◆ **WORK REQUIRED**
Pull out each line of the entries below that contains the word "machinery", and copy those lines.
— Start INPUT DATA —
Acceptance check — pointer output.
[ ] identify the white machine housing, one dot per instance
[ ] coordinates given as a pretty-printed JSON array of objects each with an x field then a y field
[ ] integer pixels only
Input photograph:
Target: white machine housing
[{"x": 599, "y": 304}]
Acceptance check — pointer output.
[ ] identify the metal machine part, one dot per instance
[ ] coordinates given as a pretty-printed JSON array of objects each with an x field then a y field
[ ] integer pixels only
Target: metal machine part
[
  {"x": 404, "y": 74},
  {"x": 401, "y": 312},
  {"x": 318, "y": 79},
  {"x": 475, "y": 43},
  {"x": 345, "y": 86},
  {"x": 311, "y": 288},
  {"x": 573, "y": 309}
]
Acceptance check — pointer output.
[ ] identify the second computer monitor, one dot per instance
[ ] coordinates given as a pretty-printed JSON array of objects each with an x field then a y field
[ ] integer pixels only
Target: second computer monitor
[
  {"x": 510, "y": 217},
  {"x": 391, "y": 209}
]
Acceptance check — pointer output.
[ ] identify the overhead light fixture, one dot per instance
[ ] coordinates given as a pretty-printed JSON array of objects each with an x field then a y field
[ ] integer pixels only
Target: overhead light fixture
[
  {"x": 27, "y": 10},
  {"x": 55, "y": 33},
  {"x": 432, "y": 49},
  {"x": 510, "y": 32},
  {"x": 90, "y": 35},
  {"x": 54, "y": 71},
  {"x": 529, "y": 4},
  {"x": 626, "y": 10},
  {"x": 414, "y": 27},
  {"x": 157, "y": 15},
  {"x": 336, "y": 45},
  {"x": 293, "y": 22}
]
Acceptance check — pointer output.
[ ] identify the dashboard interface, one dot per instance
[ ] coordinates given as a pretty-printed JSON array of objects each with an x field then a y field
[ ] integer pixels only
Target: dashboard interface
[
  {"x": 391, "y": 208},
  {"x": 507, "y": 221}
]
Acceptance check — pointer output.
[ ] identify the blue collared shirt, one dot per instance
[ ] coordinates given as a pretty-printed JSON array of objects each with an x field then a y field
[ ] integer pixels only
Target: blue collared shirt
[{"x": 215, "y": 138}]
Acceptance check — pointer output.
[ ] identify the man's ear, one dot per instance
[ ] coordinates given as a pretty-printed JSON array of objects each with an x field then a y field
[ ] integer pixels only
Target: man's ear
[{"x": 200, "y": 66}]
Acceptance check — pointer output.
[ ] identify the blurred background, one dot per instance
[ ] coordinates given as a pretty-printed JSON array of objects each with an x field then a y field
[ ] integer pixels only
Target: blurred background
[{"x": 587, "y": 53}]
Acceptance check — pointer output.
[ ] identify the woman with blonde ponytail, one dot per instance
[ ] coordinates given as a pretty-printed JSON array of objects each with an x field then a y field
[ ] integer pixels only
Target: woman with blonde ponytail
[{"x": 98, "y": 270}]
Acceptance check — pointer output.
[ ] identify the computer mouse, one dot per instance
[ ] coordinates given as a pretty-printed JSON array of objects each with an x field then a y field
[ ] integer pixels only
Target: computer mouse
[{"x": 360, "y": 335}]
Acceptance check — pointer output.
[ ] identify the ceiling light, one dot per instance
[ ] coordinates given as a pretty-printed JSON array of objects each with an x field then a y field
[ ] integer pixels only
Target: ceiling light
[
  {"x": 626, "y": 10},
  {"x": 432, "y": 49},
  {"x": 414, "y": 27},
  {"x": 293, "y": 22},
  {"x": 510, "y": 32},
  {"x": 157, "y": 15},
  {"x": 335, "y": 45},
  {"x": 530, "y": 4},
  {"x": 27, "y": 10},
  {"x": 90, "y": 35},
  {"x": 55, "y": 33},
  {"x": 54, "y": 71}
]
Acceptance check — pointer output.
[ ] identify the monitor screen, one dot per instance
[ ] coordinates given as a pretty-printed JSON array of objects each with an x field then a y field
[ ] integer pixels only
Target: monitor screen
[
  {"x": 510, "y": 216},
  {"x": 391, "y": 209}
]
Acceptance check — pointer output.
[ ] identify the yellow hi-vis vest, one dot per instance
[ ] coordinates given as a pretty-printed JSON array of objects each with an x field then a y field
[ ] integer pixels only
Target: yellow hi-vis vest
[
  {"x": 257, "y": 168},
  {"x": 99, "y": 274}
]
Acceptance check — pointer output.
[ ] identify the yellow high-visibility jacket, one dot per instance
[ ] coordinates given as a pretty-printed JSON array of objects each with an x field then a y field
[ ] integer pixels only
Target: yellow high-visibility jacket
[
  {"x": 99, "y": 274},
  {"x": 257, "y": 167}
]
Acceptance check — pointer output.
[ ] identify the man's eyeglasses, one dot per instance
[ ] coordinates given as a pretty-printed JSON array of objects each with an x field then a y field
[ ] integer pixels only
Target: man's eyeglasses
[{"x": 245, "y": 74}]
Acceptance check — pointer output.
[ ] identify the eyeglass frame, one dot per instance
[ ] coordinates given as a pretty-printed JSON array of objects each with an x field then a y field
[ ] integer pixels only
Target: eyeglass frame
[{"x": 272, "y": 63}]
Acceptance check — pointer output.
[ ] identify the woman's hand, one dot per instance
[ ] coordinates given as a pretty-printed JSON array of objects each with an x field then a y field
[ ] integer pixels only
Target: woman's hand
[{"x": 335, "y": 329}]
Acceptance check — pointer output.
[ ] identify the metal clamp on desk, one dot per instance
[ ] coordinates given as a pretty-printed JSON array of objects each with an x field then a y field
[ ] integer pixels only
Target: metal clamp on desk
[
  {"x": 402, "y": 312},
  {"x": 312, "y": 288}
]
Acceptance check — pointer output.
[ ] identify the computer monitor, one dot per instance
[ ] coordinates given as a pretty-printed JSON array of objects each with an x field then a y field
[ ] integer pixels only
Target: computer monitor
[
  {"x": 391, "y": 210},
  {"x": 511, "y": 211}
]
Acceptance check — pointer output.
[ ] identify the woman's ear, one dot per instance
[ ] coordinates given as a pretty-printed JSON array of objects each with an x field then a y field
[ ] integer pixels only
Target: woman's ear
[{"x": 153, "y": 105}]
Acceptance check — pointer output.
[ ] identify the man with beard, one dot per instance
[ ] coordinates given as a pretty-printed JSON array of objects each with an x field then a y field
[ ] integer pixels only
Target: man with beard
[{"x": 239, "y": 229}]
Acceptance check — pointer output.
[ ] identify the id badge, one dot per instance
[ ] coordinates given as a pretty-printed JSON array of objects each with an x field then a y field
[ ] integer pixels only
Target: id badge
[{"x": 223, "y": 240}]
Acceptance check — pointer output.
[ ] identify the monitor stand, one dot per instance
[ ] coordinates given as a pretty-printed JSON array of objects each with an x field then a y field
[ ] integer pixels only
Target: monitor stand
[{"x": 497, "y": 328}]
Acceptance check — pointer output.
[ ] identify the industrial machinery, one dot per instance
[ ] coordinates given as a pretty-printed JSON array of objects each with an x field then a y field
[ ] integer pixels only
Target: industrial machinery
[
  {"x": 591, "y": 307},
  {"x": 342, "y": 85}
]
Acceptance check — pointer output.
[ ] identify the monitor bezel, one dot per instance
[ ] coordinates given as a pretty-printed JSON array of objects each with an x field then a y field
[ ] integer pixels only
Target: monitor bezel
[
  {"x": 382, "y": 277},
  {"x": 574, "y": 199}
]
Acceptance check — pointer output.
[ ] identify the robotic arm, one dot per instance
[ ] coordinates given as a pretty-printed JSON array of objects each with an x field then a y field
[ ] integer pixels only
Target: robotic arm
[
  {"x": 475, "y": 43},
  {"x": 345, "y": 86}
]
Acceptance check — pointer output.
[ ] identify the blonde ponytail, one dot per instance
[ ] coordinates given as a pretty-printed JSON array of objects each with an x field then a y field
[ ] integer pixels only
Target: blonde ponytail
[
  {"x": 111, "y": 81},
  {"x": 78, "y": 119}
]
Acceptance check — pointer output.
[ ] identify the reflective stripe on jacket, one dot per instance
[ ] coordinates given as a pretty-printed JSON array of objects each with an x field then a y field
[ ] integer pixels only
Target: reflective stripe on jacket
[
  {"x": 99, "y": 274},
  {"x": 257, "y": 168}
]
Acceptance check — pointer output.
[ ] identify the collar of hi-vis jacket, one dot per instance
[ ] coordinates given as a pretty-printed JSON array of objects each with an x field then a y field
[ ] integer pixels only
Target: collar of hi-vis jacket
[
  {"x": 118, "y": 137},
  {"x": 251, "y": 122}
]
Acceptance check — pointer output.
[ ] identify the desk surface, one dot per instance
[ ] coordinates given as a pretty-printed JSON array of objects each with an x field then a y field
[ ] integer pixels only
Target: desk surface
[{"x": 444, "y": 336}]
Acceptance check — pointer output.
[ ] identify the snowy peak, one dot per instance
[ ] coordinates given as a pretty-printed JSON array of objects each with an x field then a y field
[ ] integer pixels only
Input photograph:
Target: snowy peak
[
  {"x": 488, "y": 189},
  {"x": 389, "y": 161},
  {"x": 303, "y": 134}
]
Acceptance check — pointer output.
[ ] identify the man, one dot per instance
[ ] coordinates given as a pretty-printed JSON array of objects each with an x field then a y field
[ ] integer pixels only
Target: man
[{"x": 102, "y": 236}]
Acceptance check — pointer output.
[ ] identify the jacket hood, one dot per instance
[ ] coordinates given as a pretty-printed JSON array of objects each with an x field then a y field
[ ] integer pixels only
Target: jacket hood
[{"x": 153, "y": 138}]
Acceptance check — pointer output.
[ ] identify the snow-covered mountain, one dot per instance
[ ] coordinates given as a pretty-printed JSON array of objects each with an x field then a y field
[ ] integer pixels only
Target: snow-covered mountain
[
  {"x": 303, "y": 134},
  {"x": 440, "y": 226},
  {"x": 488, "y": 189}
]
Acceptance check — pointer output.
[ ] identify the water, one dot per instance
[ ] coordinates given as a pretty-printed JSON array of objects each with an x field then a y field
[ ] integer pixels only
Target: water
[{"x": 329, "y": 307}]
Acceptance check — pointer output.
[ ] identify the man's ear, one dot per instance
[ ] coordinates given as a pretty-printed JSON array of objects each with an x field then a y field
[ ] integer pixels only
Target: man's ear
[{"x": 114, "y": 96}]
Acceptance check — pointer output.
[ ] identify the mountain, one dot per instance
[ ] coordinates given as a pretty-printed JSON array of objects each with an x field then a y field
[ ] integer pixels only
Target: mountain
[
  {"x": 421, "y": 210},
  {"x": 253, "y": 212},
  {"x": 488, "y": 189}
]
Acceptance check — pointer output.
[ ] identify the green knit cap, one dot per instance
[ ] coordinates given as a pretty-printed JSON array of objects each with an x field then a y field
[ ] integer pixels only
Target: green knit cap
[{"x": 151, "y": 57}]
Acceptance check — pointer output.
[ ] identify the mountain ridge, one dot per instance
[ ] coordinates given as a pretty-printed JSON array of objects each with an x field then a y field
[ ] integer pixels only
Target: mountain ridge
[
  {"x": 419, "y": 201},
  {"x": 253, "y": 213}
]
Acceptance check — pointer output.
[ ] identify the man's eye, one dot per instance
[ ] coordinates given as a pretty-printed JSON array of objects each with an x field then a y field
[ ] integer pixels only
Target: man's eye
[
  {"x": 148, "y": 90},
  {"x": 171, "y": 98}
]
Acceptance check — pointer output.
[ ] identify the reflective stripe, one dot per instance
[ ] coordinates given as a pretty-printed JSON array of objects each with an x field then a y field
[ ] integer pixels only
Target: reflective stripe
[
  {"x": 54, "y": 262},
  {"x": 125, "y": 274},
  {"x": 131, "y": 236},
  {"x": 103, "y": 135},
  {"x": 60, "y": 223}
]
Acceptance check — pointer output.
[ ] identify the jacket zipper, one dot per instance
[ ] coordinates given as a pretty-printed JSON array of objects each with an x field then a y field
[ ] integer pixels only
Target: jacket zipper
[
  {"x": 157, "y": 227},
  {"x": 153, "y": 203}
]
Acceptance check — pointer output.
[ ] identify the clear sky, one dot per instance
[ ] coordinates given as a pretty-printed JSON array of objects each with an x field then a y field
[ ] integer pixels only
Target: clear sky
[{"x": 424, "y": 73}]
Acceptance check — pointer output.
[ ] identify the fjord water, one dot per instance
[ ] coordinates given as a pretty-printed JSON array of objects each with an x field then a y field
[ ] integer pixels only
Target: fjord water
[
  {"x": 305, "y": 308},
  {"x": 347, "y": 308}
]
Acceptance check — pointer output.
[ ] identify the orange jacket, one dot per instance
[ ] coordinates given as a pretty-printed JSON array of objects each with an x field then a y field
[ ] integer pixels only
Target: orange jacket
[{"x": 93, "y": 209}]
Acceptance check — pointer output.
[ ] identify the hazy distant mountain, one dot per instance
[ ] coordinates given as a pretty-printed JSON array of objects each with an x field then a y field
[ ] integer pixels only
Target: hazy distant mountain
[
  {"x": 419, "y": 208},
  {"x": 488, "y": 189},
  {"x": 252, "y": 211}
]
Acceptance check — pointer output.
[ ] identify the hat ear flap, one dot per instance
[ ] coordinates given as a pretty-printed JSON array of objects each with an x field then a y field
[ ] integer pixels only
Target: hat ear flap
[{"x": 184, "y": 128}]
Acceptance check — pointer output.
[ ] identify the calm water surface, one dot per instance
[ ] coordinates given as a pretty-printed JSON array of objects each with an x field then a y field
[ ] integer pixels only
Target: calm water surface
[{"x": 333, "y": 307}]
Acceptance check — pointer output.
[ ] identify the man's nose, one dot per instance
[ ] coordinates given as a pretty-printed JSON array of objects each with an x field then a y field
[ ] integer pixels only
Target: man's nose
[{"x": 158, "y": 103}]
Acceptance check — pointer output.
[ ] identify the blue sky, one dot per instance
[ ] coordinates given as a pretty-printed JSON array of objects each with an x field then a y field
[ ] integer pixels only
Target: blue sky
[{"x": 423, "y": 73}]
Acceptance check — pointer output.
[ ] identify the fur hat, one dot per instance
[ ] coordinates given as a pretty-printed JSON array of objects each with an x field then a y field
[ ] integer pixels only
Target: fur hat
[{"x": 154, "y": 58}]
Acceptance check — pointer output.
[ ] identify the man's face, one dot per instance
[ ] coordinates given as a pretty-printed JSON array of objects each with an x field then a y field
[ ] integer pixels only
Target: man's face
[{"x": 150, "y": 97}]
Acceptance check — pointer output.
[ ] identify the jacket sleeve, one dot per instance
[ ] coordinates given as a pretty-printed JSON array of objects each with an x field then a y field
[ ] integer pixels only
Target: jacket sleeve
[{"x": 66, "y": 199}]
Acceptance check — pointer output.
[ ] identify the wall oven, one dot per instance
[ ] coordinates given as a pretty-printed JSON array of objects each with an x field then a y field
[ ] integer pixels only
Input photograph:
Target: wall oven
— End INPUT DATA —
◆ **EXERCISE ANSWER**
[ ] identify the industrial machinery, one dot per instance
Target: industrial machinery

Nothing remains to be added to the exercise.